**EXTRACTO FACILITADO**
• • • •

Gil Mª Campos Alabau: “La ingeniería agronómica aporta la comprensión profunda de biosistemas complejos y cambiantes”
Gil María Campos Alabau es uno de los fundadores de Desempantallados, una iniciativa que busca devolver el protagonismo a la educación humana frente al exceso de pantallas. Se ha formado en la UPV y en el MIT y es ingeniero agrónomo y consultor en innovación. Su discurso une la tecnología, la sostenibilidad y la ética profesional con una claridad inusual. “El ingeniero agrónomo está especialmente preparado para esa mirada global: sabe moverse entre realidades distintas y combinar lo ambiental, lo económico y lo social”, señala. Para Campos, el reto de la ingeniería actual no está solo en diseñar sistemas eficientes, sino en hacerlo con propósito. Reivindica una profesión que vuelva a mirar el territorio como un biosistema, donde innovación y humanidad se complementan. “Hoy falta esa visión de conjunto —advierte—. Innovar no es solo optimizar un proceso, es hacerlo con sentido.”
¿Cómo nació Desempantallados y qué te llevó a implicarte personalmente en esta iniciativa?

• • • •

**MATERIAL PROPORCIONADO**
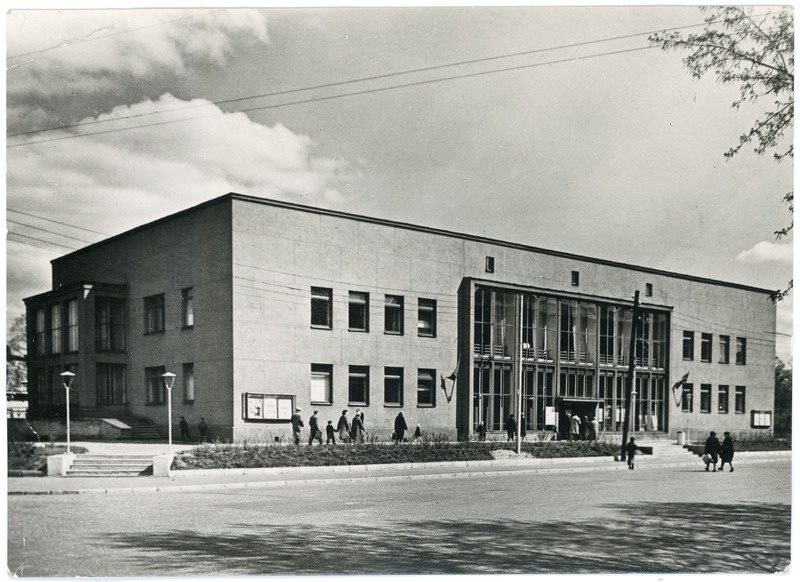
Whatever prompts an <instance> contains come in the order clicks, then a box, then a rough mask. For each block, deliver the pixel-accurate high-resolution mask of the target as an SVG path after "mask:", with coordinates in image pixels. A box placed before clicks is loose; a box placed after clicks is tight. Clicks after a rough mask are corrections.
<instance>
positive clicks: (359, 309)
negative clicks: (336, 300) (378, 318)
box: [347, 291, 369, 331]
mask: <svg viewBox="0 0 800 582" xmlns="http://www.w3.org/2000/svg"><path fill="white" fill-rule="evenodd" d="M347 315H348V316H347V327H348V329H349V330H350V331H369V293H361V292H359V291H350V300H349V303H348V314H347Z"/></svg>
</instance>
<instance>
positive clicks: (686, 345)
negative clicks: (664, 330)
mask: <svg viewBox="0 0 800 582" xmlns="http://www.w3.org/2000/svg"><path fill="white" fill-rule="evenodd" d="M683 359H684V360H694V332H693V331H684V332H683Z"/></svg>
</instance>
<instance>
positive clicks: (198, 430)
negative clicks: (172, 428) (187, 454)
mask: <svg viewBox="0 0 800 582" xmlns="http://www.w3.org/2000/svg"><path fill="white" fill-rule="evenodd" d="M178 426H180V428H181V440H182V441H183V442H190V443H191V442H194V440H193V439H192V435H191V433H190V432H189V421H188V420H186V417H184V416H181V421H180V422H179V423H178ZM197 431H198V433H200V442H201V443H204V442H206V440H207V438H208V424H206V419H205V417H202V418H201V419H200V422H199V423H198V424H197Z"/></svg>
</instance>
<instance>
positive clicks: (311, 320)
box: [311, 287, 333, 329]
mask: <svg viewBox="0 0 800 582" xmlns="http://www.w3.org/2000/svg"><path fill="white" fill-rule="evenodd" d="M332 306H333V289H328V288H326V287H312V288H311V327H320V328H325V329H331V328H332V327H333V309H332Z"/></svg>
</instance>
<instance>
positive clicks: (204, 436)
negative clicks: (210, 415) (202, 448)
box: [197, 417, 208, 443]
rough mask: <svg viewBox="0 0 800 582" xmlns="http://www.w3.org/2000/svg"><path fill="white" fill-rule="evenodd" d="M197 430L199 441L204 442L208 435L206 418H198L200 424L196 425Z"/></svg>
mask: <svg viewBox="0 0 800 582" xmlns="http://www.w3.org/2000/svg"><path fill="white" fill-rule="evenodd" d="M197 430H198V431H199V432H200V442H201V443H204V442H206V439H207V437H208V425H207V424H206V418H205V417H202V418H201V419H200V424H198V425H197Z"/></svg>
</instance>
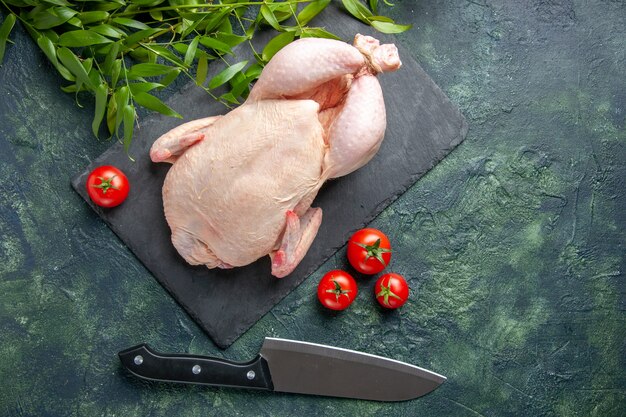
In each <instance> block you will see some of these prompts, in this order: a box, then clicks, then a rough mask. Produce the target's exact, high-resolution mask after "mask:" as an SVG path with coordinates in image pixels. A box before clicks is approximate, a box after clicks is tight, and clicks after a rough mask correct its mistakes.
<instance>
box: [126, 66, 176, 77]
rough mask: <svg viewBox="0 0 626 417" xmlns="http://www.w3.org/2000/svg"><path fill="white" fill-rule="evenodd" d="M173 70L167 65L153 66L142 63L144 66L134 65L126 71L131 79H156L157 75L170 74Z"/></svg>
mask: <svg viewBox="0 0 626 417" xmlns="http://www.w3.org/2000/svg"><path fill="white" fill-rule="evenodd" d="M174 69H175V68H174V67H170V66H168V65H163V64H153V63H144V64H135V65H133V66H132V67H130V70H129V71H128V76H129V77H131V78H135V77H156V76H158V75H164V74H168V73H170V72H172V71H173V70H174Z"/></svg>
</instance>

• • • •

**PREGUNTAS DE ESTUDIO**
a) Según la entrevista a Gil María Campos Alabau, ¿en qué instituciones se ha formado?
b) Enumera los ámbitos que, según la entrevista a Gil María Campos Alabau, sabe combinar el ingeniero agrónomo.
c) Retoma la entrevista a Gil María Campos Alabau y continúala a partir de su última línea.

**RESULTADOS DE LAS TAREAS**
a) En la UPV y en el MIT.

b) Lo ambiental, lo económico y lo social.

c)
Desempantallados nació de una preocupación compartida entre padres y profesionales: ver a los niños rodeados de pantallas sin herramientas para pensar. Somos un grupo formado en universidades tecnológicas y nos dimos cuenta de que el problema no era la tecnología, sino su uso prematuro y descontrolado. En el grupo también está Amparo Baviera, ingeniera agrónoma de Valencia, profesora titular de la UPV y vicedecana de Cátedras de Empresa, Empleo y Emprendimiento en la Facultad de ADE. Es importante citarlo porque, aunque en Desempantallados participamos personas formadas en entornos tan tecnológicos como el MIT, la componente de la ingeniería agronómica valenciana y de la UPV ha estado muy presente desde el inicio. Esa conexión entre la tecnología, la educación y la mirada agronómica ha sido una de las claves del proyecto. Hoy necesitamos personas mejor formadas que nunca para afrontar los desafíos digitales, pero no lo lograremos sustituyendo los libros por ordenadores. Hemos confundido educación digital con exposición a pantallas. Nuestra labor es recuperar el aprendizaje analítico, matemático y lingüístico, y dejar las herramientas digitales para cuando aporten valor. Queremos formar seres humanos capaces de gobernar la máquina, no de obedecerla.
Hemos confundido educación digital con exposición a pantallas: formar no es poner un dispositivo delante de un niño
¿Qué consecuencias está teniendo esa digitalización precoz en los niños y adolescentes?
Lo que observamos es una generación que llega a la universidad con menos capacidad de empatía, liderazgo y creatividad. Durante una década se ha confundido la alfabetización digital con poner a los niños frente a pantallas desde los siete años. Se les ha enseñado a manejar herramientas que ya están quedando obsoletas, mientras descuidaban lo esencial: leer, escribir, razonar. Además, se les ha expuesto a información que no pueden procesar y que les afecta emocional y psicológicamente. El resultado son jóvenes menos preparados justo cuando el mundo necesita más criterio y más humanidad. Las pantallas deben servir a la educación, no reemplazarla. Y eso exige valentía para cuestionar un modelo que ha priorizado el brillo del dispositivo sobre el fondo del aprendizaje.
¿Qué propone Desempantallados para revertir esa tendencia y qué relación tiene con tu visión profesional?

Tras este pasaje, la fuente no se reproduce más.